Using these criteria, it is unlikely that patients taking a NOAC who experience an acute stroke would be suitable for thrombolysis, unless they have missed their daily (or twice-daily) dose(s) of the NOAC on the day of the stroke. Specific and accurate tests to evaluate the plasma concentrations and anticoagulant effects of the NOACs are in development. In Europe, approved commercial assays for the newer agents, such as BIOPHEN DiXal (Aniara, West Chester, OH, USA) (32,33) and TECHNOVIEW Rivaroxaban CAL Set (Stago BNL, Leiden, the Netherlands) (3436), are now becoming available.

Alternative strategies

Theoretically, reversing the effect of a NOAC before thrombolysis is appealing. However, this is not recommended, because reversing any anticoagulation therapy (e.g. with prothrombin complex concentrates) before initiating thrombolytic therapy is untested, and there are concerns that it might result in prothrombotic risks that are more substantial than the increased risk of hemorrhagic transformation of the brain infarct related to any residual anticoagulation (37). Furthermore, no specific reversal agents for the NOACs are currently available, although several are in development (24,38,39).

Currently, endovascular therapy encompasses a range of approaches, including endovascular pharmacological thrombolysis, mechanical and aspiration thrombectomy, the use of a guidewire or microcatheter to manipulate the clot, and stent retriever technology. Three recently published randomized trials have reported no benefit or harm associated with endovascular therapy compared with current best medical therapy with intravenous tissue plasminogen activator in a total of 1145 patients with AIS (4042). Subgroup analyses have suggested that patients with severe ischemic stroke caused by major intracranial artery occlusion who are treated early (within six-hours of symptom onset) may benefit from thrombectomy (40). It must be noted that in all three trials, first-generation recanalization devices were used. These are inferior in efficacy when compared with the newer endovascular devices (e.g. stent retrievers) (43,44). Trials to test the superiority of the new devices are under way. Theoretically, the presence of a NOAC should not interfere with the efficacy and safety of endovascular thrombectomy.

Restarting anticoagulation after AIS

Another challenge faced by clinicians is determining when to restart anticoagulation therapy after AIS. In a systematic review of 24 randomized controlled trials involving 23 748 patients with AIS, anticoagulant treatment within the first few days after the stroke reduced the incidence of recurrent ischemic stroke but increased the rate of symptomatic ICH, compared with no anticoagulant treatment. Hence, there was no net benefit in terms of a reduction of any type of recurrent stroke over the course of the subsequent few weeks, or in terms of mortality and disability at the end of the follow-up period (which lasted from 12 days to one-year) (45,46).

▶ Task statement:
Continue the passage on NOACs and acute ischemic stroke, picking up after its final sentence.

[Stored data entries]
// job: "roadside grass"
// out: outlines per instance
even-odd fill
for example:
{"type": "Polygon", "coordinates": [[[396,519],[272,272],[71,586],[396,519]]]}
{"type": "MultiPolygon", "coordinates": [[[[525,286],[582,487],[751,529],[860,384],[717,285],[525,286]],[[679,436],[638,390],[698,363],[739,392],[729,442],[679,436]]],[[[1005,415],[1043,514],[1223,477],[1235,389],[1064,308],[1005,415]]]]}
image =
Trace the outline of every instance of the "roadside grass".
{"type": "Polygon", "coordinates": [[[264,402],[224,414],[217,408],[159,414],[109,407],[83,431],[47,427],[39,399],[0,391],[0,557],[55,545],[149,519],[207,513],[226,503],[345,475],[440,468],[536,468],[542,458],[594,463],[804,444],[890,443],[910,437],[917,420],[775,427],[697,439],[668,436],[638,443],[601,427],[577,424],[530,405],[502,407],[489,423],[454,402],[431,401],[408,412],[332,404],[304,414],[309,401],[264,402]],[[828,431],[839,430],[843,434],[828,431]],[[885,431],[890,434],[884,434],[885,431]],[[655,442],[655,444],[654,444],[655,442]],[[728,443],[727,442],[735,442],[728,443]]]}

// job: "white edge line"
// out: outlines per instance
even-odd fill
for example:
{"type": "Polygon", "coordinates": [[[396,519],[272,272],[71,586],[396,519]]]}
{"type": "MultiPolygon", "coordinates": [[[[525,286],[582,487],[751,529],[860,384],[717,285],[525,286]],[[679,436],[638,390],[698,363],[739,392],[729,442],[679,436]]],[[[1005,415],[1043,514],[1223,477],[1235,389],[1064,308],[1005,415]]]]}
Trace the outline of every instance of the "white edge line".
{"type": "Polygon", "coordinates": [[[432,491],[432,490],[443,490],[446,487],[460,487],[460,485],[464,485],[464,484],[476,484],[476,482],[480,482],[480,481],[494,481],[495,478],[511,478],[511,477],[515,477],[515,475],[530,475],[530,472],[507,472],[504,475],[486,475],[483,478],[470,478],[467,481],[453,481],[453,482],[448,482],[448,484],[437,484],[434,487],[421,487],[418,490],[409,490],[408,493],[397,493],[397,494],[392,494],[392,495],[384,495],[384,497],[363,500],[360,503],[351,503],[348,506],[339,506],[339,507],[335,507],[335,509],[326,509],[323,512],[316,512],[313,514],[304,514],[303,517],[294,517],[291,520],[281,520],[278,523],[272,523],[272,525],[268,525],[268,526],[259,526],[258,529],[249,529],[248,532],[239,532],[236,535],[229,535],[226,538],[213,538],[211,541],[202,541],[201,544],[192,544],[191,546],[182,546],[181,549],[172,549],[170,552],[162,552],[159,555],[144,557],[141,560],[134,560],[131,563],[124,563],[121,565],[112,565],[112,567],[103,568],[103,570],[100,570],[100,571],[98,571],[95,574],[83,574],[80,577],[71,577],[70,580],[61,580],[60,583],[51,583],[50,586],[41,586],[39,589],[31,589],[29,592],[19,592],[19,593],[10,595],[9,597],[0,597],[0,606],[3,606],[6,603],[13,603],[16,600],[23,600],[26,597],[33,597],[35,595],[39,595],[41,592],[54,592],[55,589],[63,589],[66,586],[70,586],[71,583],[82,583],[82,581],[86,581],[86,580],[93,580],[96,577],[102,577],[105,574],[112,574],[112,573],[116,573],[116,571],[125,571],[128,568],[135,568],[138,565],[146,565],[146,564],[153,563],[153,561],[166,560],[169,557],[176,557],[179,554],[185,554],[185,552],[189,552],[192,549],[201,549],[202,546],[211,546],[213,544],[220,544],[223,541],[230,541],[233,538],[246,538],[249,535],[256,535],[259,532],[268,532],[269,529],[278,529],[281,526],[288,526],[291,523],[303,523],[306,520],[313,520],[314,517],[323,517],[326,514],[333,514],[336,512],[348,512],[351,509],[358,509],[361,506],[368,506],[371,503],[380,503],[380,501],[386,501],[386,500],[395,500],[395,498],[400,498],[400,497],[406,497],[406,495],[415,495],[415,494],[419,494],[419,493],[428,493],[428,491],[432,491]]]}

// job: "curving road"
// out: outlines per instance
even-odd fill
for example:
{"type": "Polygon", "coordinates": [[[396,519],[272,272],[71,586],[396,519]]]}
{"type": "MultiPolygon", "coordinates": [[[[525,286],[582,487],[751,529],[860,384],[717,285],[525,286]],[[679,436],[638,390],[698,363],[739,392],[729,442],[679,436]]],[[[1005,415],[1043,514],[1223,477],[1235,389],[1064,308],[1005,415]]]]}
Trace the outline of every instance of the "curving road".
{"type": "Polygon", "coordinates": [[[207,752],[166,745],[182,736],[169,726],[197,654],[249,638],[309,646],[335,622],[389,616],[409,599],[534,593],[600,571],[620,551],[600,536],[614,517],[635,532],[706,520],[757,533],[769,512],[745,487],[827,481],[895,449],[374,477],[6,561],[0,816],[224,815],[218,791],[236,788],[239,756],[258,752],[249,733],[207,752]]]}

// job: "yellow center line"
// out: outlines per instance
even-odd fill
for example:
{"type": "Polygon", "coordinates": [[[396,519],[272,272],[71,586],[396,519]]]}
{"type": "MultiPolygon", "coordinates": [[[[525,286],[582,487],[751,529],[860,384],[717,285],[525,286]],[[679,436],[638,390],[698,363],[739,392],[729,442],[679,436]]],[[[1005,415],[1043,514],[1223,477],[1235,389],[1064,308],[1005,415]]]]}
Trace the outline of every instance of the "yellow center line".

▶ Response below:
Similar results were suggested by a meta-analysis of seven trials of anticoagulation with unfractionated heparin, low molecular weight heparin, or heparinoids compared with other treatments (ASA or placebo), started within 48 h of cardioembolic ischemic stroke (47). Therefore, some guidelines recommend that after AIS in patients with nonvalvular AF, oral anticoagulation should be started (or restarted) one to two-weeks after stroke onset, by which time the risk of hemorrhagic transformation of the fresh brain infarct is likely to have subsided (31,48). Consequently, the pivotal trials of the NOACs (ROCKET AF, RE-LY, and ARISTOTLE) only permitted the inclusion and, therefore, the oral anticoagulation treatment of patients who had experienced an ischemic stroke if at least 7–14 days had elapsed between the stroke and the initiation of anticoagulant treatment (68).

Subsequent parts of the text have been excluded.